Take the line containing "food tray ->" and all lines after it to the end of the records, and output them exactly.

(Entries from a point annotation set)
---*---
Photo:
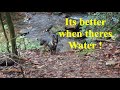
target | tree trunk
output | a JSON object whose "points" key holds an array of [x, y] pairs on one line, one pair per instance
{"points": [[12, 33], [7, 41]]}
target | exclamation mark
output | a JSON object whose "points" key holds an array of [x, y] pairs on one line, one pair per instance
{"points": [[100, 43]]}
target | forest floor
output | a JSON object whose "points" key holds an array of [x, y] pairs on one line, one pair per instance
{"points": [[100, 63]]}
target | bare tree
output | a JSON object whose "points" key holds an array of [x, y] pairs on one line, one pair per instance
{"points": [[12, 33]]}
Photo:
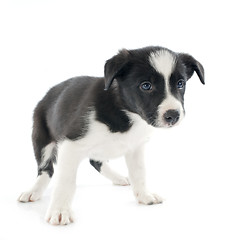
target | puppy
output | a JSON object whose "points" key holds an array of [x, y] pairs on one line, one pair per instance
{"points": [[105, 118]]}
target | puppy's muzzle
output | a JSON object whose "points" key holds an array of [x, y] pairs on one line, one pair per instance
{"points": [[171, 117]]}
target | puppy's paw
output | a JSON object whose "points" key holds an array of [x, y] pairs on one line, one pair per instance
{"points": [[29, 196], [148, 198], [61, 216]]}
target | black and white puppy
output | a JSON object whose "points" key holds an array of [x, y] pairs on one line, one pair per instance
{"points": [[105, 118]]}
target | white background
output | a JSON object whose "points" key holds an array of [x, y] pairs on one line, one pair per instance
{"points": [[192, 166]]}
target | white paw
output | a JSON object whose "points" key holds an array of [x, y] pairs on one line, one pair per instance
{"points": [[148, 198], [61, 216], [121, 181], [30, 196]]}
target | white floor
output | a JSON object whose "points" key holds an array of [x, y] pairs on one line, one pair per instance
{"points": [[193, 166]]}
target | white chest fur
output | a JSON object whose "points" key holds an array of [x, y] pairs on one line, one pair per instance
{"points": [[100, 144]]}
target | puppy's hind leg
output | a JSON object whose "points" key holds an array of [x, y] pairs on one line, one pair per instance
{"points": [[106, 171], [45, 154], [69, 157], [45, 172]]}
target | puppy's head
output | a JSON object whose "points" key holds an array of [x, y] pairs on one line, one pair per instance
{"points": [[151, 82]]}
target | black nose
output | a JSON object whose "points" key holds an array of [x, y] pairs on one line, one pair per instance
{"points": [[171, 116]]}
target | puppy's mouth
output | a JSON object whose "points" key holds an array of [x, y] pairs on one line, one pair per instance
{"points": [[169, 119]]}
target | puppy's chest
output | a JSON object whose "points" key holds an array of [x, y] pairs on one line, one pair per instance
{"points": [[102, 144]]}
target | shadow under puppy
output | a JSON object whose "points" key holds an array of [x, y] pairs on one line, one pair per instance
{"points": [[105, 118]]}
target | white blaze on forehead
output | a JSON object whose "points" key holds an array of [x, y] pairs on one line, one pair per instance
{"points": [[163, 62]]}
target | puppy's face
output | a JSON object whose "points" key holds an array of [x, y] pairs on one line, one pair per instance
{"points": [[151, 82]]}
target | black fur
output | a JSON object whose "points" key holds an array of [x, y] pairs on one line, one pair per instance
{"points": [[64, 111]]}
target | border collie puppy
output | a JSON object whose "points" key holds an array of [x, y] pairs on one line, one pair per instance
{"points": [[102, 118]]}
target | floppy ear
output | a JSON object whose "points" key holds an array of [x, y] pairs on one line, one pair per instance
{"points": [[115, 67], [192, 65]]}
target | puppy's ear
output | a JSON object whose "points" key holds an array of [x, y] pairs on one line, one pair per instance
{"points": [[192, 65], [115, 67]]}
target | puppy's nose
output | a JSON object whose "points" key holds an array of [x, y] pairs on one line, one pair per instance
{"points": [[171, 117]]}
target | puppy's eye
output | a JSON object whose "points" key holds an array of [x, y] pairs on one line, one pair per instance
{"points": [[180, 84], [146, 86]]}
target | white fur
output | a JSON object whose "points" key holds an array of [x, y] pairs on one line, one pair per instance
{"points": [[101, 144], [116, 178], [37, 190], [136, 169], [164, 62]]}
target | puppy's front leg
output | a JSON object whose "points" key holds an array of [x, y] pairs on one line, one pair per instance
{"points": [[136, 169], [59, 211]]}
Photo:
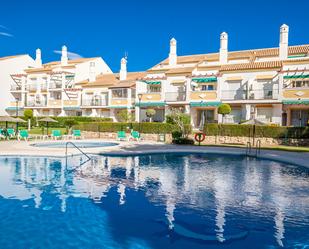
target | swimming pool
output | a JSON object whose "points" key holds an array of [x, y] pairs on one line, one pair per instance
{"points": [[80, 144], [153, 201]]}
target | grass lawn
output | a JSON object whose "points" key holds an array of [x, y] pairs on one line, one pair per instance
{"points": [[275, 147]]}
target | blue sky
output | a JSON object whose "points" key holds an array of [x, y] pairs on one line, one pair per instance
{"points": [[143, 28]]}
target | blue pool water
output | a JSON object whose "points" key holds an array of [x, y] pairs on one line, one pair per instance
{"points": [[80, 144], [153, 201]]}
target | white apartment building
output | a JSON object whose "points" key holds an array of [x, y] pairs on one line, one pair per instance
{"points": [[11, 65], [271, 85], [49, 89]]}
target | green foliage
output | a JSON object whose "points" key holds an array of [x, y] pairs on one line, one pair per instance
{"points": [[224, 109], [125, 116], [259, 130], [153, 128]]}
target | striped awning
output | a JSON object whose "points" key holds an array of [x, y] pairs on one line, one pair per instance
{"points": [[149, 104], [296, 102], [300, 76], [205, 80], [13, 108], [71, 108], [152, 82], [203, 104]]}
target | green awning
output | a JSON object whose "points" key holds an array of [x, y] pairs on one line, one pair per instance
{"points": [[296, 102], [301, 76], [118, 107], [205, 80], [149, 104], [71, 108], [297, 56], [202, 104], [152, 82], [13, 108]]}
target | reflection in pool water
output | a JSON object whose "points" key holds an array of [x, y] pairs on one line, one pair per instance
{"points": [[153, 201]]}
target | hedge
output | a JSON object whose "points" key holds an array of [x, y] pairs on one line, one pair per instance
{"points": [[235, 130], [154, 128]]}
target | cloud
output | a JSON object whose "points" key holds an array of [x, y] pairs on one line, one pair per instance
{"points": [[71, 55], [6, 34]]}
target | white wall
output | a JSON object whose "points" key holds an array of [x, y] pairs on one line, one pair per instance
{"points": [[7, 67]]}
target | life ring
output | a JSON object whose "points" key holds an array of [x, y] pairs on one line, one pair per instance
{"points": [[199, 137]]}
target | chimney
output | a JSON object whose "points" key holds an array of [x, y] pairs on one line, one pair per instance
{"points": [[284, 42], [38, 58], [123, 69], [92, 71], [64, 56], [172, 57], [223, 48]]}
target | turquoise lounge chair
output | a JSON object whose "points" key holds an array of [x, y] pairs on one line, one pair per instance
{"points": [[121, 135], [23, 134], [10, 132], [56, 134], [2, 134], [76, 134], [135, 135]]}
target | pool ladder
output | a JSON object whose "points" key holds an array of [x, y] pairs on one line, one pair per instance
{"points": [[79, 149], [257, 148]]}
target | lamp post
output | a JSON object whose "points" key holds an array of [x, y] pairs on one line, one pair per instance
{"points": [[139, 111]]}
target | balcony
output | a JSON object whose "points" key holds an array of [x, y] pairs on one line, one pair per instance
{"points": [[54, 102], [32, 103], [15, 88], [175, 96], [241, 94], [95, 102], [31, 88], [54, 85]]}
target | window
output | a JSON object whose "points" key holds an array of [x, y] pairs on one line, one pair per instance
{"points": [[120, 93], [153, 88]]}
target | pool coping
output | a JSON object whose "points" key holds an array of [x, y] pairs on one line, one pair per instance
{"points": [[13, 148]]}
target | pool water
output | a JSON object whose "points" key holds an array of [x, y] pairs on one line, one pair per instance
{"points": [[153, 201], [80, 144]]}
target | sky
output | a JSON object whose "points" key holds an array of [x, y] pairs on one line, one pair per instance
{"points": [[142, 28]]}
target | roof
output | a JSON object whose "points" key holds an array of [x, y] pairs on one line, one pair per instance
{"points": [[112, 80], [11, 57], [251, 53], [50, 65]]}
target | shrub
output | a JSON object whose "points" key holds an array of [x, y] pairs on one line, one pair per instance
{"points": [[153, 128]]}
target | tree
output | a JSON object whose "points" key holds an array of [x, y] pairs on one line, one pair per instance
{"points": [[28, 115], [181, 120], [224, 109], [125, 116], [69, 123], [150, 113]]}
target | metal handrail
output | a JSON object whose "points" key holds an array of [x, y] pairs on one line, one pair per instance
{"points": [[258, 147], [248, 148], [66, 152]]}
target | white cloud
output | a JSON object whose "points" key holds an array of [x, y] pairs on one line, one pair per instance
{"points": [[6, 34], [71, 55]]}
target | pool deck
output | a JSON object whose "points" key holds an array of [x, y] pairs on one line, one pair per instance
{"points": [[11, 148]]}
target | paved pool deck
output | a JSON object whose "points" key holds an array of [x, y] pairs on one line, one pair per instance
{"points": [[12, 148]]}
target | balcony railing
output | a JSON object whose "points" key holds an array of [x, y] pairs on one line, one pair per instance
{"points": [[54, 85], [15, 88], [175, 96], [94, 102], [250, 95]]}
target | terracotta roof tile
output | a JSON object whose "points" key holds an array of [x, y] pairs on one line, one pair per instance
{"points": [[251, 66]]}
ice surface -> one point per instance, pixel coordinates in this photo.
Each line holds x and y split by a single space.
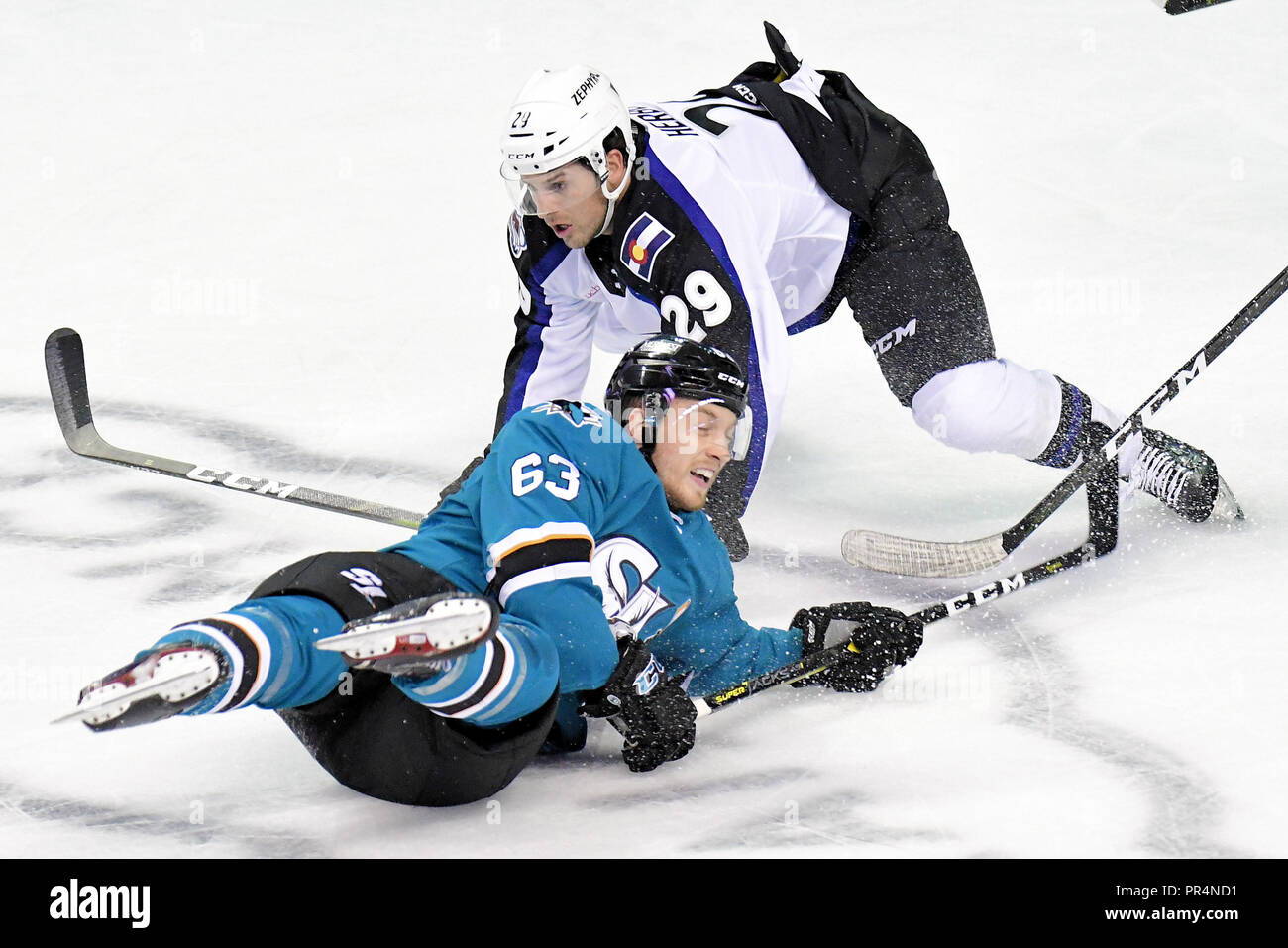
278 227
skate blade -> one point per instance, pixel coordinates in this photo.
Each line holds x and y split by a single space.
1225 507
446 627
115 699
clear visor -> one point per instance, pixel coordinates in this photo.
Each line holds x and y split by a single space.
739 438
553 192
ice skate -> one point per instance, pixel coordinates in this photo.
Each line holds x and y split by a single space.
163 682
1184 478
416 636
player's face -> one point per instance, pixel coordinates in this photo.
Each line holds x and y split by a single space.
694 446
571 202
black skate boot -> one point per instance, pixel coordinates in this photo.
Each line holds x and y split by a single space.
159 685
1184 478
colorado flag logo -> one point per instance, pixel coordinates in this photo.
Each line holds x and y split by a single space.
644 240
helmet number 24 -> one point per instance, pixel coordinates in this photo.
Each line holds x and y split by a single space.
702 292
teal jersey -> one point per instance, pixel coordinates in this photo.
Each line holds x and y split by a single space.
567 524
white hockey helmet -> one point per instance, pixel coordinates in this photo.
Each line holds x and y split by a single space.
562 116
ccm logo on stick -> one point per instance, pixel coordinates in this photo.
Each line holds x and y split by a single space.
241 481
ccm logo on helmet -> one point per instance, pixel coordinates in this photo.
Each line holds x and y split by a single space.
584 89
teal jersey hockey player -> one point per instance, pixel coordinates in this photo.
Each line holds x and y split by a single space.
574 575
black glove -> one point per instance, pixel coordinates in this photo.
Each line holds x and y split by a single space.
653 712
883 640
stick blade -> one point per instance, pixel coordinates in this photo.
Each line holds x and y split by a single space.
64 368
1175 7
927 558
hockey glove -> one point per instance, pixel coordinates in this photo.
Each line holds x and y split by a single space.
653 714
883 639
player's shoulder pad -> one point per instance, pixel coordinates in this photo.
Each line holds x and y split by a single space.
566 423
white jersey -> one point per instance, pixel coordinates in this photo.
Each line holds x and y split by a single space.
724 235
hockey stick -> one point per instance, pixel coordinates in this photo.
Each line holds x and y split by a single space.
64 365
1175 7
894 554
1103 536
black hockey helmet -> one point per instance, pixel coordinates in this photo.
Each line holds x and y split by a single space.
664 368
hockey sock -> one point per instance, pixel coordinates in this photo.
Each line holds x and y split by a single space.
1072 436
269 646
509 677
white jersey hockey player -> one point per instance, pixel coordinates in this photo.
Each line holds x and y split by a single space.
746 214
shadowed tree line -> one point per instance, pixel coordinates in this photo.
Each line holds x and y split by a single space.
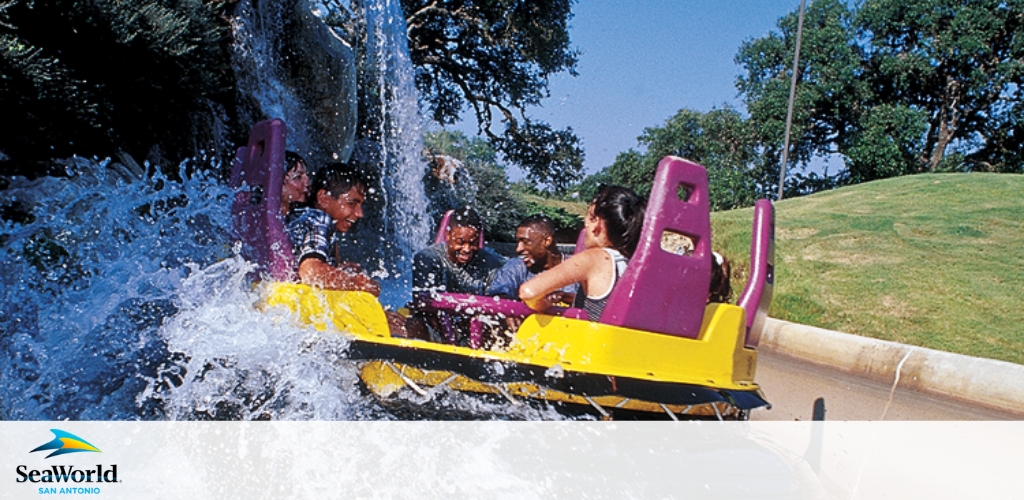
154 78
893 87
95 78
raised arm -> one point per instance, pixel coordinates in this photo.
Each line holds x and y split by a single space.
320 274
582 267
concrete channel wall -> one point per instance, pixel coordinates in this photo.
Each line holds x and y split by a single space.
992 383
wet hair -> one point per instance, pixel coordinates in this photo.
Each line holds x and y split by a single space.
466 217
541 222
293 160
623 212
338 178
720 290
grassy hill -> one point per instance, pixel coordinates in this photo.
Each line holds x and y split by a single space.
934 260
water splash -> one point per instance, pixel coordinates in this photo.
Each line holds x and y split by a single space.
92 265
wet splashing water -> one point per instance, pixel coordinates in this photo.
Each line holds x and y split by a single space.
124 299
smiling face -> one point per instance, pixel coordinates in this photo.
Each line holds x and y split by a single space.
462 244
296 184
532 246
345 209
595 236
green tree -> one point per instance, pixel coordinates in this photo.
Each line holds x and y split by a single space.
496 56
486 189
721 140
90 78
962 61
832 95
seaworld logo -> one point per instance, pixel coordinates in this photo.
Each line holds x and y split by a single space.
66 443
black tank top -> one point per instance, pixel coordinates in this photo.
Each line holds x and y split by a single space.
595 305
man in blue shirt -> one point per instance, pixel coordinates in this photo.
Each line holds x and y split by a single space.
538 252
337 197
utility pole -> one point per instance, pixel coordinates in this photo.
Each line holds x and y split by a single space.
793 94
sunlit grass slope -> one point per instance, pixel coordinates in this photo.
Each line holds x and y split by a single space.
933 260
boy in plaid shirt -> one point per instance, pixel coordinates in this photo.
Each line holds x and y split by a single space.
337 197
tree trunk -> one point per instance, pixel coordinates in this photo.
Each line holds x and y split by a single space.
948 120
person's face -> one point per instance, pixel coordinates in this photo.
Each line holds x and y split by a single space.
463 243
345 209
532 246
595 228
296 185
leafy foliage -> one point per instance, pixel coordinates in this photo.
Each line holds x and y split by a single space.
895 86
497 55
483 185
91 77
720 139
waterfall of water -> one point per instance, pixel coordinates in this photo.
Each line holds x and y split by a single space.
121 296
290 65
404 223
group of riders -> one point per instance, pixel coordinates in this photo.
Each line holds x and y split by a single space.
317 209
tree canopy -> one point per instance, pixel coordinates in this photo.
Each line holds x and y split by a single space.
495 56
91 78
895 86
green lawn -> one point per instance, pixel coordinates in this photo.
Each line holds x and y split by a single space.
935 260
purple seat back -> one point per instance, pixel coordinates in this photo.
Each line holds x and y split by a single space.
757 296
662 291
257 175
441 236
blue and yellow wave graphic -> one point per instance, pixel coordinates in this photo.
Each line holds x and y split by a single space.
66 443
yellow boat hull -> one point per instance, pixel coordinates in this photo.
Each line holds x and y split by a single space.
551 359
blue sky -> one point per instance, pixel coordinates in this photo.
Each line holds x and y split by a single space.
643 60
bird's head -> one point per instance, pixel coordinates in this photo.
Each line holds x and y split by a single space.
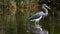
44 5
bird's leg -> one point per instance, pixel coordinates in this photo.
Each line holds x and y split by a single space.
35 22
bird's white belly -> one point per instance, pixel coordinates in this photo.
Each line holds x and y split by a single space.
37 19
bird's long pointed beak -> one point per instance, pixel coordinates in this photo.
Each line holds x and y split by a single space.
48 7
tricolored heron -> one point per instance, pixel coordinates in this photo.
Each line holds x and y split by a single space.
36 17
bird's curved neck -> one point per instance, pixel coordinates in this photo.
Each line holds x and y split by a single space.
45 9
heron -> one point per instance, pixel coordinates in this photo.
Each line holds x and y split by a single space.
39 15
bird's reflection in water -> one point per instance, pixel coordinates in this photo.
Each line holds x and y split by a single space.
37 29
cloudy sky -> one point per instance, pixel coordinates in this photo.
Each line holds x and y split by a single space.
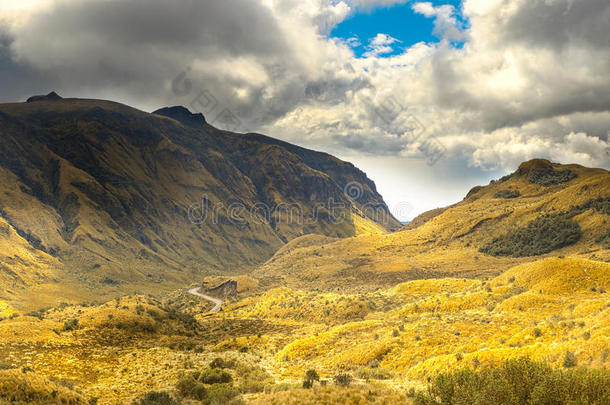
429 98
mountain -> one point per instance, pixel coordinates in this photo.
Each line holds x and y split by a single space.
542 209
99 198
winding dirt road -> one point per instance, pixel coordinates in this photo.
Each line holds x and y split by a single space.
217 303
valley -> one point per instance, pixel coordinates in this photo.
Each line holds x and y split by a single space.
113 294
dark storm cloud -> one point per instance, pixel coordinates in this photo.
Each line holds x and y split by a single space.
129 49
557 54
560 23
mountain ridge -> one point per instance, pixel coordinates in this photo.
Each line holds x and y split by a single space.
113 197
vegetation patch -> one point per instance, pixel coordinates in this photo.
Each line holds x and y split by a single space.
507 194
518 382
604 240
546 176
540 236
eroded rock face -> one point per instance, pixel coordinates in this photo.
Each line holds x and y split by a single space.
116 196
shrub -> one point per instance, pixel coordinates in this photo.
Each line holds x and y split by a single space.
220 394
343 380
540 236
547 176
518 382
604 240
507 194
157 398
185 386
570 360
214 376
310 377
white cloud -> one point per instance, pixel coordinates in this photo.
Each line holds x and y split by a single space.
380 45
531 80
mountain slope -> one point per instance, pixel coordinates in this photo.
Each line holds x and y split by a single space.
111 198
541 209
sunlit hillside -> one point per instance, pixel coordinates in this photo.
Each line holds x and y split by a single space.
389 342
538 206
100 200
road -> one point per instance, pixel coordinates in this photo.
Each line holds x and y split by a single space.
217 303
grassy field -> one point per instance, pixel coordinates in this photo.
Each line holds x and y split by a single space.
377 346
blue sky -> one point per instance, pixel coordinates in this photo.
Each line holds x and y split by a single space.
398 21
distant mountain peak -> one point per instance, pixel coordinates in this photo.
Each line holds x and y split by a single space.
52 96
183 115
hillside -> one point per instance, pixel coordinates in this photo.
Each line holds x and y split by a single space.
390 341
541 209
100 198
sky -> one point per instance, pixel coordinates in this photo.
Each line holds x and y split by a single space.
428 98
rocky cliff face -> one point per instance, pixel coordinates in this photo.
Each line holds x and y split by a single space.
113 196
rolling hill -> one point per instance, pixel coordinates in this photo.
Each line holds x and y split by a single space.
541 209
100 198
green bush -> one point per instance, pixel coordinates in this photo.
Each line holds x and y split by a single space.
570 360
540 236
253 379
548 176
186 386
310 377
604 240
222 363
518 382
157 398
214 376
220 394
71 324
507 194
343 380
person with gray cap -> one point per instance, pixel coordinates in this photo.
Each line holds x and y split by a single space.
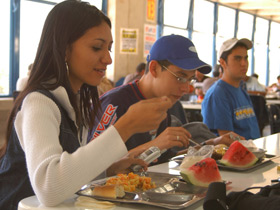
171 66
227 106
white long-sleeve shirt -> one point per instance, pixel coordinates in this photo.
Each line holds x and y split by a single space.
56 175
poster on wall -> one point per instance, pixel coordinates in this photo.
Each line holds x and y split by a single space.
129 40
151 10
150 32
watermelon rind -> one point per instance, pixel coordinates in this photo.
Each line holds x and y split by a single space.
202 173
238 156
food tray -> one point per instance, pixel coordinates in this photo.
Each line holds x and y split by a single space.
171 192
260 162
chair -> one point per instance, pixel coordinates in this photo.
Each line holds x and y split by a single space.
274 118
261 111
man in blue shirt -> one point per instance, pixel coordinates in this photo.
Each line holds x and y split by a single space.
171 65
227 106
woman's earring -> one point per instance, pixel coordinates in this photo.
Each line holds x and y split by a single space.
67 68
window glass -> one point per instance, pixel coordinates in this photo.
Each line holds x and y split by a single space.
274 35
226 25
203 44
260 61
170 30
245 25
260 47
274 45
5 47
261 30
203 16
32 18
176 14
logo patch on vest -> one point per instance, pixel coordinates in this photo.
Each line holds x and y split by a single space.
---*---
## Response to the exercise
food tray -> one point per instance, pixel coordinates in this photo.
Each line holds x and y split by a single space.
171 192
260 162
chair -> one point per instance, pixel coordinates in this photo.
Each line holds x and y split by a single space.
274 118
261 111
man in blue shirt -> one point per instance, pixel coordinates in this photo.
Each line holds x and y split by a single space.
171 65
227 106
woman's earring -> one point per instance, pixel coordinates in this photo.
Each line holds x and y split by a single space.
67 68
window glass -> one point per instance, pixel coordinates in this photo.
Each line holds x and y split by a single space.
274 35
226 25
203 44
260 61
170 30
245 25
260 47
274 45
5 47
261 30
203 16
32 18
176 14
logo patch on vest -> one point per instance, pixel coordinates in this photo.
Each line holds x and y split by a single space.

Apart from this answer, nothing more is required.